[Referring expression data]
────────

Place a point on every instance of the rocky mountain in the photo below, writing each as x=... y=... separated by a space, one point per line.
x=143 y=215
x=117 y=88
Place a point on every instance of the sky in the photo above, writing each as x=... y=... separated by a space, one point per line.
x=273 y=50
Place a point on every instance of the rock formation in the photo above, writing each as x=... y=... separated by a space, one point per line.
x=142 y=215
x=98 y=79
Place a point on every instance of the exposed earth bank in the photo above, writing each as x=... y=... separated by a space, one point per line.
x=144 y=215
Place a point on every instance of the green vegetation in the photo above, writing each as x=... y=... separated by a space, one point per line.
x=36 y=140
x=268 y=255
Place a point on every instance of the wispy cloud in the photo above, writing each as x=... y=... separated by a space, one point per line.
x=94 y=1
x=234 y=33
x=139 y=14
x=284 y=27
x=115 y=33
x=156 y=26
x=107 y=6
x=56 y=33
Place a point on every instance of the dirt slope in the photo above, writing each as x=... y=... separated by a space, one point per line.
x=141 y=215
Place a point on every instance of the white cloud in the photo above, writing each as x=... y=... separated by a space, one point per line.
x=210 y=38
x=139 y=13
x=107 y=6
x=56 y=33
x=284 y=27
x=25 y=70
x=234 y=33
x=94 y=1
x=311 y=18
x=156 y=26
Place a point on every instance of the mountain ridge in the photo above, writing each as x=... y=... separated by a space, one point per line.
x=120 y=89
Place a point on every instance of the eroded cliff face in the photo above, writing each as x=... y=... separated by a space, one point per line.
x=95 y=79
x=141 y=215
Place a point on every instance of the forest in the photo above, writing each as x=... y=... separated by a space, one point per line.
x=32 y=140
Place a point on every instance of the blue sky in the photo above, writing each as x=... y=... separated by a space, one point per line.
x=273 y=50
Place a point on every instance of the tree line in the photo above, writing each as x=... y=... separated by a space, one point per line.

────────

Required work: Take the data above and reproduce it exactly.

Reply:
Place a point on every instance of the rocky mountain in the photo below, writing each as x=... y=... separated by a space, one point per line.
x=143 y=215
x=117 y=88
Place a point on every instance of the sky in the photo above, writing each as x=... y=... separated by a space, one point per line.
x=273 y=50
Place a point on every instance of the rock formation in the photo above, writing each as x=... y=... separated by a space, one point per line.
x=142 y=215
x=98 y=79
Place a point on every instance of the exposed earth bank in the photo above, writing each as x=... y=... separated by a space, one point per line.
x=144 y=215
Place a point on every instance of the green vegetation in the photo above, writing each as x=... y=... separated by a space, one point per line.
x=36 y=140
x=268 y=255
Place a point on every instance of the wispy cloud in the photo above, writing each as x=... y=... separated by a space, one point per line.
x=94 y=1
x=234 y=33
x=139 y=14
x=284 y=27
x=115 y=33
x=156 y=26
x=107 y=6
x=56 y=33
Place a point on every instance of the dirt slope in the photo above, writing each as x=... y=... separated by a space, one point per line.
x=141 y=215
Place a point on every instance of the white cloud in the photo above, writing each as x=... y=... separated by a space, one point per line.
x=210 y=38
x=139 y=13
x=107 y=6
x=56 y=33
x=284 y=27
x=25 y=70
x=234 y=33
x=94 y=1
x=311 y=18
x=156 y=26
Place a point on every instance of the mountain ridge in the photo above, writing each as x=... y=... separated by a space, one point per line.
x=120 y=89
Place a point on every instance of the eroded cliff face in the photo above, writing each as x=... y=... separated by a space, one point per line.
x=95 y=79
x=141 y=215
Place a point on every instance of the forest in the photo above, writing each as x=... y=... separated by a space, one point per line.
x=32 y=140
Place a point on every instance of the blue sky in the photo above, writing each as x=... y=... separated by a space, one point per line.
x=273 y=50
Place a point on every instance of the tree line in the photo above, writing each as x=... y=... separated by a space, one point per line.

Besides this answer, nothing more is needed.